**WHAT YOU WILL DO**. Reproduce the records below exactly as they are written.

===== INPUT RECORDS

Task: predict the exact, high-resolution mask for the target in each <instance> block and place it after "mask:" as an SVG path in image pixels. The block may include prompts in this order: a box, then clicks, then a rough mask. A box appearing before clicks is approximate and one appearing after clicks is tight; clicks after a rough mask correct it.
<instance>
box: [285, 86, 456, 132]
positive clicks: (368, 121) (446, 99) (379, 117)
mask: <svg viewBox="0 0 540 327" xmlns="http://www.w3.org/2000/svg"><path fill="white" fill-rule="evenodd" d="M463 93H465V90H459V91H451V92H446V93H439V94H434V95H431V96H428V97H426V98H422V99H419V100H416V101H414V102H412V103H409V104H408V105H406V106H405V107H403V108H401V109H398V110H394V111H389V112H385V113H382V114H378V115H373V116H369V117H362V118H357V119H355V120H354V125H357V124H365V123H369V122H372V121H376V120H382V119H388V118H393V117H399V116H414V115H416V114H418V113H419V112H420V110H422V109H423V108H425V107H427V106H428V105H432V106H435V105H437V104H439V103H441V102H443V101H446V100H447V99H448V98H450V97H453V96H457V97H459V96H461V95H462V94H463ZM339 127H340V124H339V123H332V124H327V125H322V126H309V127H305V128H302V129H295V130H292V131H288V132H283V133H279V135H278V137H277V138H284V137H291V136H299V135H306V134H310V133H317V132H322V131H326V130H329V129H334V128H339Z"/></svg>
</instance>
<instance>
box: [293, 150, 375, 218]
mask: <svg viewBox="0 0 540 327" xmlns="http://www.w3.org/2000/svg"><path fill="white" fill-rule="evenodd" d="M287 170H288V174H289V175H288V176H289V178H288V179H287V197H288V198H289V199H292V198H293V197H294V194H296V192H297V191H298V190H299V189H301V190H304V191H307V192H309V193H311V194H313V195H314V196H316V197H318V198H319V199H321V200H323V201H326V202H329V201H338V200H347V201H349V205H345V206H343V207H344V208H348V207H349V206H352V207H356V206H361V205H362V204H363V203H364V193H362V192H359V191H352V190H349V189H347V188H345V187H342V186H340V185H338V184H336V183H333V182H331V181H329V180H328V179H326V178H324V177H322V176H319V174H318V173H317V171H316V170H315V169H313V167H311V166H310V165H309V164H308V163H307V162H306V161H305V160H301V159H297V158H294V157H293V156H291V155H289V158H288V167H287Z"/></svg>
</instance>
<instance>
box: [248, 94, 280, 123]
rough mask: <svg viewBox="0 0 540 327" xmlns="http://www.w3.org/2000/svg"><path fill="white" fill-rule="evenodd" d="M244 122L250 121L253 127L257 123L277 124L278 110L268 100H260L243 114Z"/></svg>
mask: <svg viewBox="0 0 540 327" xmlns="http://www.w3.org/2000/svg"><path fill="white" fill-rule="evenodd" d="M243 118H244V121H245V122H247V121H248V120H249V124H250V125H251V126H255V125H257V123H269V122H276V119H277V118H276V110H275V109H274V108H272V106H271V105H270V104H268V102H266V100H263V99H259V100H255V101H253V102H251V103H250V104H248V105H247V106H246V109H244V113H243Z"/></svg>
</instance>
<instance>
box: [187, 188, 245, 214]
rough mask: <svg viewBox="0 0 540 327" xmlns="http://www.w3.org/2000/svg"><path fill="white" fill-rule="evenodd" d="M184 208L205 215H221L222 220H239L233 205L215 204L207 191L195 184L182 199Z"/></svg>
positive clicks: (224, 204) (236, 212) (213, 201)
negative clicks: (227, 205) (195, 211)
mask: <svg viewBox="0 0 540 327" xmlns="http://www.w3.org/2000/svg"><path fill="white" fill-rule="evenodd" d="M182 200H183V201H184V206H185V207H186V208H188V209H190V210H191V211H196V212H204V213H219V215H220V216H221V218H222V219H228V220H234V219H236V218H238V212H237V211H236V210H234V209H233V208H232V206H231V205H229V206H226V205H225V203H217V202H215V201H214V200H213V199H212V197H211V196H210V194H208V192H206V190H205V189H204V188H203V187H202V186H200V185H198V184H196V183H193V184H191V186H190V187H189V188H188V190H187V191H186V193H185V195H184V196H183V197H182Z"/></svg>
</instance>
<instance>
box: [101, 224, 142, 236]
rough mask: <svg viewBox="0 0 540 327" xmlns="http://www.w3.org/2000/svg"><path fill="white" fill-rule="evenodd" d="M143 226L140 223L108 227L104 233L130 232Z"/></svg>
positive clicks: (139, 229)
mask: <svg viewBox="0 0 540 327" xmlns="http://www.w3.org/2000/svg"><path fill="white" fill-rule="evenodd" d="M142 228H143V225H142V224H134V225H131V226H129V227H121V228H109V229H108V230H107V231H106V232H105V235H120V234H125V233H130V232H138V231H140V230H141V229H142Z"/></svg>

==========

**ANSWER SPACE**.
Task: predict the exact, high-resolution mask for the target in each <instance> block and place it after "mask:" as an SVG path in image pixels. The block may include prompts in this order: a box, then clicks, then a rough mask. A box appearing before clicks is approximate and one appearing after clicks is tight; clicks after a rough mask correct it.
<instance>
box: [285, 86, 456, 132]
positive clicks: (368, 121) (446, 99) (379, 117)
mask: <svg viewBox="0 0 540 327" xmlns="http://www.w3.org/2000/svg"><path fill="white" fill-rule="evenodd" d="M463 93H465V90H459V91H451V92H446V93H439V94H434V95H431V96H428V97H426V98H422V99H419V100H416V101H414V102H412V103H409V104H408V105H406V106H405V107H403V108H401V109H398V110H394V111H389V112H385V113H382V114H378V115H373V116H369V117H362V118H357V119H355V120H354V125H357V124H365V123H369V122H372V121H376V120H382V119H388V118H393V117H399V116H414V115H416V114H418V113H419V112H420V110H422V109H423V108H425V107H427V106H428V105H432V106H435V105H437V104H439V103H441V102H443V101H446V100H447V99H448V98H450V97H453V96H457V97H459V96H461V95H462V94H463ZM339 127H340V124H339V123H332V124H327V125H322V126H309V127H305V128H302V129H295V130H292V131H288V132H283V133H279V135H278V137H277V138H284V137H291V136H299V135H306V134H310V133H317V132H322V131H326V130H329V129H334V128H339Z"/></svg>
</instance>
<instance>
box: [293, 150, 375, 218]
mask: <svg viewBox="0 0 540 327" xmlns="http://www.w3.org/2000/svg"><path fill="white" fill-rule="evenodd" d="M287 170H288V174H289V175H288V176H289V178H288V179H287V197H288V198H289V199H292V198H293V197H294V194H296V192H297V191H298V190H299V189H301V190H304V191H307V192H309V193H311V194H313V195H314V196H316V197H318V198H319V199H321V200H323V201H326V202H329V201H338V200H347V201H349V205H345V206H343V207H344V208H348V207H349V206H352V207H356V206H361V205H362V204H363V203H364V193H362V192H359V191H352V190H349V189H347V188H345V187H342V186H340V185H338V184H336V183H333V182H331V181H329V180H328V179H326V178H324V177H322V176H319V174H318V173H317V171H316V170H315V169H313V167H311V166H310V165H309V164H308V163H307V162H306V161H305V160H301V159H297V158H294V157H293V156H291V155H289V158H288V167H287Z"/></svg>
</instance>
<instance>
box: [248, 94, 280, 123]
rough mask: <svg viewBox="0 0 540 327" xmlns="http://www.w3.org/2000/svg"><path fill="white" fill-rule="evenodd" d="M244 122L250 121L253 127L257 123L277 124L278 110L268 100H260L243 114Z"/></svg>
mask: <svg viewBox="0 0 540 327" xmlns="http://www.w3.org/2000/svg"><path fill="white" fill-rule="evenodd" d="M243 118H244V121H245V122H247V121H248V120H249V124H250V125H251V126H255V125H257V123H269V122H276V119H277V118H276V110H275V109H274V108H272V106H271V105H270V104H268V102H266V100H263V99H259V100H255V101H253V102H251V103H250V104H248V105H247V106H246V109H244V113H243Z"/></svg>
</instance>
<instance>
box: [187, 188, 245, 214]
rough mask: <svg viewBox="0 0 540 327" xmlns="http://www.w3.org/2000/svg"><path fill="white" fill-rule="evenodd" d="M184 208L205 215H221L222 220H239L233 205L215 204L207 191L195 184L182 199Z"/></svg>
positive clicks: (224, 204) (236, 212) (213, 201)
negative clicks: (227, 205) (195, 211)
mask: <svg viewBox="0 0 540 327" xmlns="http://www.w3.org/2000/svg"><path fill="white" fill-rule="evenodd" d="M182 200H183V201H184V206H185V207H186V208H188V209H190V210H191V211H196V212H204V213H219V215H220V216H221V218H222V219H228V220H234V219H236V218H238V212H237V211H236V210H234V209H233V208H232V206H231V205H229V206H226V205H225V203H217V202H215V201H214V200H213V199H212V197H211V196H210V194H208V192H206V190H205V189H204V188H203V187H202V186H200V185H198V184H196V183H193V184H191V186H190V187H189V188H188V190H187V191H186V193H185V195H184V196H183V197H182Z"/></svg>
</instance>
<instance>
box: [101, 224, 142, 236]
rough mask: <svg viewBox="0 0 540 327" xmlns="http://www.w3.org/2000/svg"><path fill="white" fill-rule="evenodd" d="M143 226L140 223L108 227L104 233L130 232Z"/></svg>
positive clicks: (139, 229)
mask: <svg viewBox="0 0 540 327" xmlns="http://www.w3.org/2000/svg"><path fill="white" fill-rule="evenodd" d="M142 228H143V225H142V224H134V225H131V226H129V227H121V228H109V229H108V230H107V231H106V232H105V235H120V234H125V233H130V232H138V231H140V230H141V229H142Z"/></svg>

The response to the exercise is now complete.